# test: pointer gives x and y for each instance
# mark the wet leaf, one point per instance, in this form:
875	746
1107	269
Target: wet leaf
######
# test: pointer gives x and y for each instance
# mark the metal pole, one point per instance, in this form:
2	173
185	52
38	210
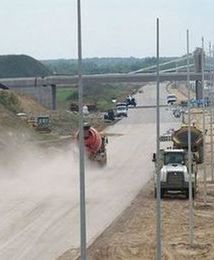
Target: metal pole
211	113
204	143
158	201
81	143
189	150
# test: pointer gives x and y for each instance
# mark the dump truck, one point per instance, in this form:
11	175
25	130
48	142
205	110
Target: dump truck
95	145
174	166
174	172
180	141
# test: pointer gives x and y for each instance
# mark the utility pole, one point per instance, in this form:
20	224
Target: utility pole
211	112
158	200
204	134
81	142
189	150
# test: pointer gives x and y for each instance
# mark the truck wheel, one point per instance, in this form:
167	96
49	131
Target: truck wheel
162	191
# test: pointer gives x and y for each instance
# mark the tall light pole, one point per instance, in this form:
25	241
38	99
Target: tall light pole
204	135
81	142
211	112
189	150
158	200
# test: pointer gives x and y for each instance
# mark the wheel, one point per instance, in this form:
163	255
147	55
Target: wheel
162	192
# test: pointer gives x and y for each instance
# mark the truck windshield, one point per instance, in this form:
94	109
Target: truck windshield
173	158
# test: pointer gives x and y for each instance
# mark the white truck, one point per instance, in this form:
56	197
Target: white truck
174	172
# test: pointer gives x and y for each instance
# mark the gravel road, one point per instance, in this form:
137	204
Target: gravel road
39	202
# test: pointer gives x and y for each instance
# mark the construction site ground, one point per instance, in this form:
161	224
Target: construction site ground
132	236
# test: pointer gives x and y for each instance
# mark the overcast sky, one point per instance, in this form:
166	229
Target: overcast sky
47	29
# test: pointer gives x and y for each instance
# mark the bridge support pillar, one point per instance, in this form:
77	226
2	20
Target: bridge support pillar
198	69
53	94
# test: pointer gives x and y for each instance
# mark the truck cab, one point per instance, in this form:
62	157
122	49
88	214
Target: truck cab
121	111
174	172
######
Task statement:
Find the word "leaf" in the entries, and copy every line it shows up in.

Result:
# mark the wet leaf, one point per instance, in this form:
Target: wet leaf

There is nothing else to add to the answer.